**Activity 1**
In the online diagnostics excerpt, shorten the paragraph that begins "A key part of high availability" and keep its main facts.
**Activity 2**
Pick up the online diagnostics excerpt after its last sentence and continue it.

**Document excerpt**
══════════

You can run all the health monitoring tests on demand.
You can schedule on-demand diagnostics to run immediately. See the "Starting or Stopping an On-Demand Diagnostic Test" section for more information.
You can also modify the default interval for a health monitoring test. See the "Activating a Diagnostic Test" section for more information.
High Availability
A key part of high availability is detecting hardware failures and taking corrective action while the device runs in a live network. Online diagnostics in high availability detect hardware failures and provide feedback to high availability software components to make switchover decisions.
Cisco MDS 9000 Family switches support stateless restarts for online diagnostics. After a reboot or supervisor switchover, a Cisco MDS 9000 Family switch applies the running configuration.
Licensing Requirements for Online Diagnostics
Product
|
License Requirement
|
Cisco NX-OS
|
Online diagnostics require no license. Any feature not included in a license package is bundled with the Cisco NX-OS system images and is provided at no extra charge to you. For a complete explanation of the Cisco NX-OS licensing scheme, see the Cisco MDS 9000 Family NX-OS Licensing Guide.
|
Guidelines and Limitations
•
You cannot run disruptive online diagnostic tests on demand.

══════════

Stored data entries:
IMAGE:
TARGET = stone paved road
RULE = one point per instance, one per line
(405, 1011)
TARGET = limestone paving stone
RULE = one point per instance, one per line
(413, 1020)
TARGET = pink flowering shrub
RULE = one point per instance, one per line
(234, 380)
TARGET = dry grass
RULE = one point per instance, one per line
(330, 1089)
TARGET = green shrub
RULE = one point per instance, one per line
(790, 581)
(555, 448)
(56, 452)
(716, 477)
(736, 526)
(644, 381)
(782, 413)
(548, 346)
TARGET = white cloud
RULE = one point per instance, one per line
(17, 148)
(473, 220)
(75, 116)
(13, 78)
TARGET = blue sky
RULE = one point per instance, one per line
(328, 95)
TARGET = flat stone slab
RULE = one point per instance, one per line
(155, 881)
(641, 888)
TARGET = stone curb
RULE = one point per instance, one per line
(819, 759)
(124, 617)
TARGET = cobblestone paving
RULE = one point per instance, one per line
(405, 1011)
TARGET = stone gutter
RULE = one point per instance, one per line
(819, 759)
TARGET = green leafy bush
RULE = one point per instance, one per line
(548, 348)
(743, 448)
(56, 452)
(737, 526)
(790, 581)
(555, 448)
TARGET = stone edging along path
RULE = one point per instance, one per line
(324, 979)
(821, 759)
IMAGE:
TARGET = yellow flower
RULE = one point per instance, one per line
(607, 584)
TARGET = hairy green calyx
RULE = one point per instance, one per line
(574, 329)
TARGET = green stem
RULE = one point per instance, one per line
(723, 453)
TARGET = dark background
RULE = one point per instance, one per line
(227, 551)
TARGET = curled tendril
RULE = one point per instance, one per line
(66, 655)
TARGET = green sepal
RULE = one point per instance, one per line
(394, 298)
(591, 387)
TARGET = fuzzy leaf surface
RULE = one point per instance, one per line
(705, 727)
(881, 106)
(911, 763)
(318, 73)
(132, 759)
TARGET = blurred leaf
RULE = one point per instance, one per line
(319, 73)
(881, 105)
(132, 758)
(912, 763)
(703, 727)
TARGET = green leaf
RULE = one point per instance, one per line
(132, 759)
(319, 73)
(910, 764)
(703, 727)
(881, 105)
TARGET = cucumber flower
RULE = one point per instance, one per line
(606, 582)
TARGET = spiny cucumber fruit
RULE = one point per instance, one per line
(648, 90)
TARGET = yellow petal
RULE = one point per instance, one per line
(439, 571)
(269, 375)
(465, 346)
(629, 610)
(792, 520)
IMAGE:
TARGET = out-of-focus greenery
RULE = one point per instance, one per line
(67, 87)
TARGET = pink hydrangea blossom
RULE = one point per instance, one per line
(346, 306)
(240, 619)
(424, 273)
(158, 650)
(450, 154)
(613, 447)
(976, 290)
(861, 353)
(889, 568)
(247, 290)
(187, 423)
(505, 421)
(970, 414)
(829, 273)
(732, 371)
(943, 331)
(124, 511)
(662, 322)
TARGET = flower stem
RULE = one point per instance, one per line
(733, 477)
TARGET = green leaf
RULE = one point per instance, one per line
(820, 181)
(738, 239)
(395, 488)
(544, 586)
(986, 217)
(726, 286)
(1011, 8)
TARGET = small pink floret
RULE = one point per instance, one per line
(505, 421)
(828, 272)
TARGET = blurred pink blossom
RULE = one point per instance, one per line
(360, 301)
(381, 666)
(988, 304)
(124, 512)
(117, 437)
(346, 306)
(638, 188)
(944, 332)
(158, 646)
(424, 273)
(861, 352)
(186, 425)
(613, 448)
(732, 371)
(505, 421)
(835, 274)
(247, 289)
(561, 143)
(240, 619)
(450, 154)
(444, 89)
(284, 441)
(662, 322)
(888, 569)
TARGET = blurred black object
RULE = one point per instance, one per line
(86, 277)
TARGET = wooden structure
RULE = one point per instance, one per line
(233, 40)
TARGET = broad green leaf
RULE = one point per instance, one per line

══════════

**Expected output 1**
High availability depends on detecting hardware failures and correcting them while the device runs in a live network. Online diagnostics detect these failures and send feedback to high availability software components, which use it to decide on switchovers.

**Expected output 2**
Default Settings
Table 9-3 lists the default settings for online diagnostic parameters.
Table 9-3 Default Online Diagnostic Parameters
Parameters
|
Default
|
Bootup diagnostics level
|
complete
|
Nondisruptive tests
|
active
|
Configuring Online Diagnostics
This section includes the following topics:
•
Setting the Bootup Diagnostic Level
•
Activating a Diagnostic Test
•
Setting a Diagnostic Test as Inactive
•
Starting or Stopping an On-Demand Diagnostic Test
•
Clearing Diagnostic Results
•
Simulating Diagnostic Results
Setting the Bootup Diagnostic Level
To configure the bootup diagnostics to run the complete set of tests, or to bypass all bootup diagnostic tests for a faster module bootup time, perform these tasks:
Note
We recommend that you set the bootup online diagnostics level to complete.
|
Command
|
Purpose
|
Step 1
|
config terminal
Example:
switch# config terminal
Enter configuration commands, one per line. End
with CNTL/Z.
switch(config)#
|
Places you in global configuration mode.
|
Step 2
|
diagnostic bootup level {complete | bypass}
Example:
switch(config)# diagnostic bootup level complete
|
Configures the bootup diagnostic level to trigger diagnostics when the device boots:
• complete—Performs all bootup diagnostics. The default is complete.
• bypass—Does not perform any bootup diagnostics.
|
Step 3
|
show diagnostic bootup level
Example:
switch(config)# show diagnostic bootup level
|
(Optional) Displays the bootup diagnostic level (bypass or complete) that is currently in place on the device.
|
Step 4
|
copy running-config startup-config
Example:
switch(config)# copy running-config
startup-config
|
(Optional) Copies the running configuration to the startup configuration.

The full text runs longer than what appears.